Nowadays does something most SaaS companies avoid. It answers the “Why choose us?” question on its homepage.
This matters because that question is already on every buyer’s mind. They’re evaluating Nowadays while mentally comparing it to whatever they’re currently using or considering. But instead of letting prospects figure out the answer themselves, Nowadays takes control of the differentiation narrative.
Nowadays is an AI copilot for corporate event planning. Founded in 2023 by Anna Sun and Amy Yan, Nowadays is a San Francisco startup backed by Y combinator.
Walk through a typical SaaS homepages and you’ll often find competitive comparisons or differentiation signals hidden away.
Maybe there are a few “us vs. competitor” links buried in footer navigation. Maybe there’s a comparison section tucked under pricing. Maybe they avoid the topic entirely and hope buyers just focus on features. In some cases, you might see a “Before Us” vs. “With Us” comparison section. But that’s about it.
The Nowadays team puts the “Why choose us?” section on their homepage, where buyers are actively forming first impressions and evaluating options.
Notice the approach Nowadays uses. Instead of naming alternatives or competitor, the company groups everyone under the broad label of “traditional options.” This smart framing lets them position everything else as outdated by default.
Rather than naming competitors, Nowadays says: “Everything you’ve been using represents the old way of doing things.” This creates a simple binary: modern approach vs. legacy approach.
The framing is clever because it makes the choice feel obvious. Who wants to stick with “traditional” when there’s a modern alternative?

(Stored data entries)
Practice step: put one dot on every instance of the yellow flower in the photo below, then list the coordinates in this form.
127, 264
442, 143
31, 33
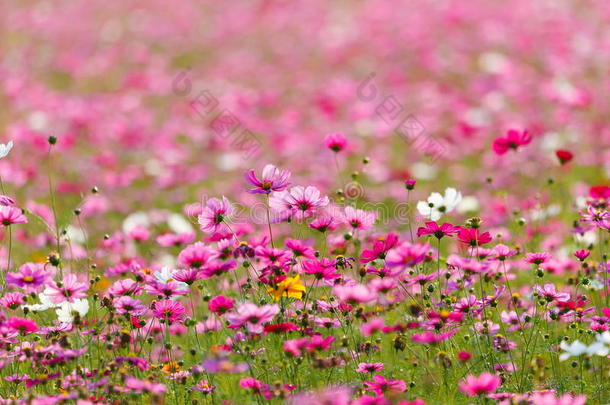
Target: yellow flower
291, 287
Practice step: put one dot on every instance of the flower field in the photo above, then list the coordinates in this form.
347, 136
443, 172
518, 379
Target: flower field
305, 202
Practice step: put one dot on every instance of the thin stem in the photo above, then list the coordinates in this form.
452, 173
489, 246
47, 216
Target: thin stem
269, 222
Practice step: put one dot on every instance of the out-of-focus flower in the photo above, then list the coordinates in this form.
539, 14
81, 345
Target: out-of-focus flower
438, 205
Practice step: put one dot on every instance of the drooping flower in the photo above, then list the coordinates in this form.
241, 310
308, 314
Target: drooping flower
272, 179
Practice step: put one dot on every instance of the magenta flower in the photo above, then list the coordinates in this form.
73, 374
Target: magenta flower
171, 311
380, 248
69, 290
252, 316
486, 383
537, 258
407, 254
335, 142
30, 277
513, 140
356, 294
304, 201
550, 293
432, 228
128, 305
220, 304
12, 300
195, 255
472, 237
369, 367
582, 254
22, 325
381, 385
214, 214
10, 215
272, 179
359, 219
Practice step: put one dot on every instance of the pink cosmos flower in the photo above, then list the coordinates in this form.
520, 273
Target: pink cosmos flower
428, 337
486, 383
31, 277
582, 254
502, 252
304, 201
10, 215
380, 385
324, 223
321, 269
372, 326
472, 237
513, 140
22, 325
432, 228
6, 200
299, 248
356, 294
407, 254
128, 305
272, 179
171, 311
12, 300
220, 304
335, 142
359, 219
69, 290
380, 248
369, 367
537, 258
252, 316
550, 293
549, 398
214, 214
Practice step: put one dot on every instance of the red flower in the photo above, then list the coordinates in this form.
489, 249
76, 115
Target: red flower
564, 156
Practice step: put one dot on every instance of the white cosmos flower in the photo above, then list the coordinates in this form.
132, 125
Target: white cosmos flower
437, 204
5, 148
45, 302
65, 312
575, 349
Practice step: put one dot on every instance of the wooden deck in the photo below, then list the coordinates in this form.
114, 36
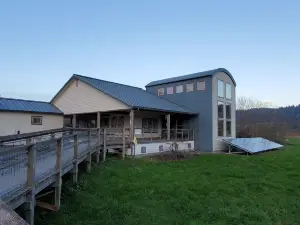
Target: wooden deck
27, 167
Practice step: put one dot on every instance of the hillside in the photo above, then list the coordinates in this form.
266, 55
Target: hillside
208, 189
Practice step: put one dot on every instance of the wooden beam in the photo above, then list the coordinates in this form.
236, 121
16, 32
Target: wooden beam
98, 119
131, 115
75, 163
168, 127
74, 121
99, 144
58, 180
89, 157
124, 144
104, 145
47, 206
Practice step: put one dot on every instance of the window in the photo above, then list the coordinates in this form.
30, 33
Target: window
170, 90
117, 122
150, 125
220, 119
220, 110
201, 85
221, 88
160, 91
228, 91
228, 128
179, 88
190, 87
228, 120
228, 111
36, 120
221, 128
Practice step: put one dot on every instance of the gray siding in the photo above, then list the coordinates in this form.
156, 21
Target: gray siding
198, 101
218, 143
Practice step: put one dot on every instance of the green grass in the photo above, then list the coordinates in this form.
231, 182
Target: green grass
209, 189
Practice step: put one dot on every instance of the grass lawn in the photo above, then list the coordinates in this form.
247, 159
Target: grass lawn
209, 189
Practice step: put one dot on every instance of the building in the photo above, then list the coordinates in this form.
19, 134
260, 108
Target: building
211, 94
23, 116
196, 110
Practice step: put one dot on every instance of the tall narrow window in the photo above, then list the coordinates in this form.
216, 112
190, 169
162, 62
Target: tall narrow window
190, 87
36, 120
179, 88
170, 90
228, 91
201, 85
228, 120
220, 88
160, 91
220, 119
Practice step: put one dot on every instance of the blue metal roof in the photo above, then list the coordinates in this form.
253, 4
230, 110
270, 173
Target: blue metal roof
19, 105
191, 76
132, 96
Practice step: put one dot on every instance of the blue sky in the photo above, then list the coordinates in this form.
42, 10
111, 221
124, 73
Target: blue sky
42, 43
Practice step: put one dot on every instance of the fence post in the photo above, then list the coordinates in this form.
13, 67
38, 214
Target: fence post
104, 145
58, 180
75, 163
98, 145
89, 156
124, 145
30, 198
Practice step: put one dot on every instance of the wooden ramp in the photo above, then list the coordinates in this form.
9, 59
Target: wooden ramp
30, 163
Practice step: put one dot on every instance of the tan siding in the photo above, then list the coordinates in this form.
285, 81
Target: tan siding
218, 144
11, 122
82, 98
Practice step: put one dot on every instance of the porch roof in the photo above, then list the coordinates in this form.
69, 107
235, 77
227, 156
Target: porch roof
134, 97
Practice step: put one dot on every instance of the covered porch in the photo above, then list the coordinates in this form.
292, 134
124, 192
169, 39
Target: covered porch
142, 126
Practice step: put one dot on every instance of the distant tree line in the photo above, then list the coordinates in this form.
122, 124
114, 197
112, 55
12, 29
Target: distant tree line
261, 119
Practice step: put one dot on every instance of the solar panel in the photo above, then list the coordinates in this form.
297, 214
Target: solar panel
252, 145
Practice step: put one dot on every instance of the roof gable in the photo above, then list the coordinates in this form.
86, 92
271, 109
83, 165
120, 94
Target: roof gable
191, 76
20, 105
132, 96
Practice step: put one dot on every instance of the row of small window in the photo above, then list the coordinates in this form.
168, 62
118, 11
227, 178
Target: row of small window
224, 121
224, 90
179, 88
36, 120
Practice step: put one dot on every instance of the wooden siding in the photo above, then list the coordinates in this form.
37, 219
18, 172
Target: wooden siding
79, 97
218, 144
11, 122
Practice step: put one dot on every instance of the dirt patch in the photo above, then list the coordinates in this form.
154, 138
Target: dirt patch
174, 155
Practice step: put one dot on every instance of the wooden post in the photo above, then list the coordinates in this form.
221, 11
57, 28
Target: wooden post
58, 182
89, 156
124, 144
104, 145
99, 144
30, 198
168, 127
74, 121
75, 163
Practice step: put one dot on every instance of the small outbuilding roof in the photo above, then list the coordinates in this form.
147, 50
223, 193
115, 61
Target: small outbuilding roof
191, 76
20, 105
134, 97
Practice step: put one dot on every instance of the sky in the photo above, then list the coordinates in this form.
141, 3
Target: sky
42, 43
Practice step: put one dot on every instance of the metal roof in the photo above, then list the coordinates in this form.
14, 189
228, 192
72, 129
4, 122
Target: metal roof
132, 96
191, 76
19, 105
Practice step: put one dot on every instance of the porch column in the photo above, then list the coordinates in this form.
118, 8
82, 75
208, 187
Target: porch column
168, 127
74, 121
131, 125
98, 119
99, 138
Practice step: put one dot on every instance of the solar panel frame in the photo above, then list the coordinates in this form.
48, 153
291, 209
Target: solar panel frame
258, 139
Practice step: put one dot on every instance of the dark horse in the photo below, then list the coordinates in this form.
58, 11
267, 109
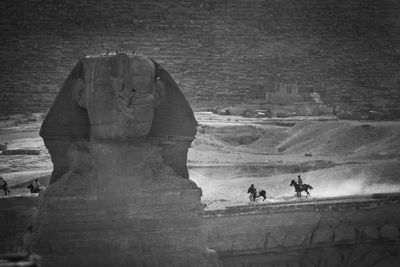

Work instruction =>
Rewrite the passage on the Nowadays homepage, starting with "Rather than naming" and going on through "a modern alternative?", and change "clever" to "effective".

Reply to the exercise =>
Rather than naming competitors, Nowadays says: “Everything you’ve been using represents the old way of doing things.” This creates a simple binary: modern approach vs. legacy approach.
The framing is effective because it makes the choice feel obvious. Who wants to stick with “traditional” when there’s a modern alternative?